> PAGE EXCERPT

SWANS: Sacrifice and Transcendence - The Oral History

SWANS: Sacrifice and Transcendence the first book to focus on Michael Gira’s legendary troupe of sonic terrorists is out now.

125 interviewees tell the story of how a cluster of frustrated artists and poverty-struck musicians in the fertile chaos of post-bankruptcy New York City morphed into one of the most fearsome live acts ever to grace a stage: the reputed “loudest band in the world.

Michael Gira:

 “I’m no stranger to failure, and I’m aware it can arrive at any minute – as it often has. You have to keep things close to your chest and be aware of what’s really important: the work, not everything around it.

If you have faith in the work then the people will come… It’s an artistic imperative, it has nothing to do with public perception or career or any of that crap.”

Working construction by day, rehearsing by night; near penniless and living on cheap beer; SWANS immediately won a reputation for creating the most vicious intensity to grace a stage anywhere in NYC – as well as for shell-shocked crowds, police intervention, fights with venues, complete alienation.

Clawing their way forward, the band self-funded recording sessions and emerged with material that still sounds original at 35 year distance: ‘Filth’, ‘Cop’, ‘Greed’, ‘Holy Money’. The book, including the remembrances of more than 30 former band members, follows them as notoriety became reputation, as audiences embrace a sound like no other.

At the centre of the book stands Michael Gira, a man determined to realize his artistic vision, an approach to the building blocks of music struck through with startling originality and honesty.

> REQUIRED TASKS
**A)** What does the SWANS oral history description say, in exactly two sentences?
**B)** How would you put this sentence from the SWANS oral history description into Spanish: "You have to keep things close to your chest and be aware of what’s really important: the work, not everything around it."
**C)** Which recordings by the band does the SWANS oral history description name?

(Entries taken from a collection)
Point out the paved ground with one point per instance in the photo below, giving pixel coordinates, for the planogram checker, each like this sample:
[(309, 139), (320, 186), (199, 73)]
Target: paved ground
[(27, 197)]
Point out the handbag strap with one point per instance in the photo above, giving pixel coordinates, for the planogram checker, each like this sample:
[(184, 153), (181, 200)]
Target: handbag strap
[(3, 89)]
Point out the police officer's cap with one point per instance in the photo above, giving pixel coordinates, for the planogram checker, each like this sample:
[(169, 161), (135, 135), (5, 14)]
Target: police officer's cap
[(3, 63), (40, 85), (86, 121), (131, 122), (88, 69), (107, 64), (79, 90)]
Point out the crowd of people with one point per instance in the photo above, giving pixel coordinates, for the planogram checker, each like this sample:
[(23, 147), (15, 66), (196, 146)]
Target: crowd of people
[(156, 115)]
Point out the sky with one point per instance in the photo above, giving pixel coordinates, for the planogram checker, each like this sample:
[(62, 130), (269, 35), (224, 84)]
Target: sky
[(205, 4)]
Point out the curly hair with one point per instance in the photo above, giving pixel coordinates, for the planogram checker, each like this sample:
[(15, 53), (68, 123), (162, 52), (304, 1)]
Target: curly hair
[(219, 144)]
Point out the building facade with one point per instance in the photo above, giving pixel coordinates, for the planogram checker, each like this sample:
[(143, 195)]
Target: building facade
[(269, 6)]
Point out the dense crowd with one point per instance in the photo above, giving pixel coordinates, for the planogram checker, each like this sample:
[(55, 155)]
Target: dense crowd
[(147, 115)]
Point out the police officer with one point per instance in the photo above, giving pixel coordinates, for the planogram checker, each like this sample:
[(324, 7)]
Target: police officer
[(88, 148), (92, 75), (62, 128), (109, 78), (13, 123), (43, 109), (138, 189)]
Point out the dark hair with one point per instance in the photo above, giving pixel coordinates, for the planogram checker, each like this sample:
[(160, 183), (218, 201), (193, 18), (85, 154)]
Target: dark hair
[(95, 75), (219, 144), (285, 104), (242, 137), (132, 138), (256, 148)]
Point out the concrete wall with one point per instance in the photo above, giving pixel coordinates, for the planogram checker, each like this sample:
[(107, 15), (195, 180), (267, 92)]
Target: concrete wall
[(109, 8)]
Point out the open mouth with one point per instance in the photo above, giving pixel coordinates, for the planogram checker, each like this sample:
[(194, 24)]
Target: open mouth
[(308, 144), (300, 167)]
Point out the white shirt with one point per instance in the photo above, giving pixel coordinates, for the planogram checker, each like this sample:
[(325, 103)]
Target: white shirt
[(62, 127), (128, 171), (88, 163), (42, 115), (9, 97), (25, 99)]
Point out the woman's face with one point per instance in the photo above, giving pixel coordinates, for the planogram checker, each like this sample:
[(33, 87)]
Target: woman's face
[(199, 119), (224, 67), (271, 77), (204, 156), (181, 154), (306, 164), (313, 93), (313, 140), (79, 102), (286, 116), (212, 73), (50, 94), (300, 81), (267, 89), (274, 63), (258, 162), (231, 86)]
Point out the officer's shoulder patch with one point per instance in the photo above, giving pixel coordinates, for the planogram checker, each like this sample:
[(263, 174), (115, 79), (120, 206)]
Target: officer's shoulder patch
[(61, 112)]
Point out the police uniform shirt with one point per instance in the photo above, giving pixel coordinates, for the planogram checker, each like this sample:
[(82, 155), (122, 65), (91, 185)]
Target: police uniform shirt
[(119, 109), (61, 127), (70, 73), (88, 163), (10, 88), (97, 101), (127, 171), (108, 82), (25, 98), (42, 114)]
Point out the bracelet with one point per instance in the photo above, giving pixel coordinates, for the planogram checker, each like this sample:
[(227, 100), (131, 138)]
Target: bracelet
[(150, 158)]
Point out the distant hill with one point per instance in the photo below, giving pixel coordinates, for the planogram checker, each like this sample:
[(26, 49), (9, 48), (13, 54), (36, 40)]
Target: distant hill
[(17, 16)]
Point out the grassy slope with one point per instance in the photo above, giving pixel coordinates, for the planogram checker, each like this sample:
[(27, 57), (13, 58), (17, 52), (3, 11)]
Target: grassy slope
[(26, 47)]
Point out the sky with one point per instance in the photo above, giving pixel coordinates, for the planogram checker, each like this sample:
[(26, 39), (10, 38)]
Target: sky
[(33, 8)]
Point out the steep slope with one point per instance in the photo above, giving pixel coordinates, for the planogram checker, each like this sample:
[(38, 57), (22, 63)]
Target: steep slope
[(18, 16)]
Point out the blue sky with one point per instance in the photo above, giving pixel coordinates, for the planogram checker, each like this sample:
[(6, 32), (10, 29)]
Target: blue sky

> EXPECTED RESULTS
**A)** SWANS: Sacrifice and Transcendence is the first book about Michael Gira's band SWANS, in which 125 interviewees tell how frustrated artists and poor musicians in post-bankruptcy New York City became one of the most fearsome live acts, reputedly the loudest band in the world. Drawing on more than 30 former band members, it follows the band from near-penniless days and self-funded recordings as notoriety became reputation, with Gira and his artistic vision at its center.

**B)** Tienes que guardarte las cosas para ti y ser consciente de lo que realmente importa: el trabajo, no todo lo que lo rodea.

**C)** 'Filth', 'Cop', 'Greed' and 'Holy Money'.